===== Text extract =====
A visualization of the VARP method for identifying barcodes. (A) Green boxes illustrate the rectangles identified by VARP’s contour detection. (B) Blue lines illustrate vectors identified for pixel sampling. (C) The resulting composite produced by vertically concatenating the pixels sampled along each vector.

Composite image generation

Cartesian coordinates are calculated to approximate the location of all pixels intersected by each vector. The values (i.e., relative grayness) of those pixels are then vertically concatenated into a matrix forming a new composite image (Fig. 1C). Organizing this composite image has three advantages: (1) otherwise differentially angled lines are aligned along a shared axis, which overcomes rotational variance; (2) this shared orientation makes row‐wise line scanning unnecessary; and (3) the composite image is greatly reduced in size. Composite images have a pixel width equal to the number of proposed vectors and a height equal to the longest vector, which is approximately two times the vector extension value. For example, if 200 rectangles are identified in a 4000 pixel by 6000 pixel image and the default extension values are used, then the resulting composite would be 200 pixels by 1333 pixels, reducing the total pixels by 98.9%. This diminished resolution retains the most meaningful dimension of any correctly identified barcode patterns while drastically reducing the total pixels evaluated during the final line scanning step.

Line scanning

Barcodes are then decoded from the composite image using line scanning. To leverage this vertical orientation, the PyZbar library was modified to expose single‐axis decoding parameters, which are used to deactivate row‐wise line scanning (https://github.com/CapPow/pyzbar). If no barcodes are initially decoded, multiple successive attempts are made while increasing the composite’s contrast and brightness. When performed on the much smaller composite image, these additional manipulations are computationally inexpensive, yet these fallback procedures do assume that the barcode is present in the composite.
=====
= Given instruction 1 =
From the VARP barcode text, copy the stretch from "Barcodes are then" through "in the composite.".
= Given instruction 2 =
Condense the paragraph of the VARP barcode text beginning "Barcodes are then decoded" into a short bulleted list that keeps its main facts.
===== Recorded data =====
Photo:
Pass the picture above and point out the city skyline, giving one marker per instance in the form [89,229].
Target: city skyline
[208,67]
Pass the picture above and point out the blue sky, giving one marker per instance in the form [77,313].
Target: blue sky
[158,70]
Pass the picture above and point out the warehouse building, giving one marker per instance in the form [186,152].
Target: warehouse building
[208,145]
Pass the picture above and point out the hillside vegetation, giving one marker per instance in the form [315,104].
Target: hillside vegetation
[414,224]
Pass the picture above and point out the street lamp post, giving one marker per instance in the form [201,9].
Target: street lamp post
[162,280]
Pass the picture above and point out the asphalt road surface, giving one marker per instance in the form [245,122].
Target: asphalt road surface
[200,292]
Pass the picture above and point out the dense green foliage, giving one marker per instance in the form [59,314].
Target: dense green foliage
=====
= Answer 1 =
Barcodes are then decoded from the composite image using line scanning. To leverage this vertical orientation, the PyZbar library was modified to expose single‐axis decoding parameters, which are used to deactivate row‐wise line scanning (https://github.com/CapPow/pyzbar). If no barcodes are initially decoded, multiple successive attempts are made while increasing the composite’s contrast and brightness. When performed on the much smaller composite image, these additional manipulations are computationally inexpensive, yet these fallback procedures do assume that the barcode is present in the composite.

= Answer 2 =
- Barcodes are decoded from the composite image by line scanning.
- The PyZbar library was modified to expose single-axis decoding parameters, which turn off row-wise line scanning (https://github.com/CapPow/pyzbar).
- If no barcodes are decoded at first, further attempts are made while raising the composite's contrast and brightness.
- On the much smaller composite, these extra steps cost little computationally, but they assume the barcode is present in the composite.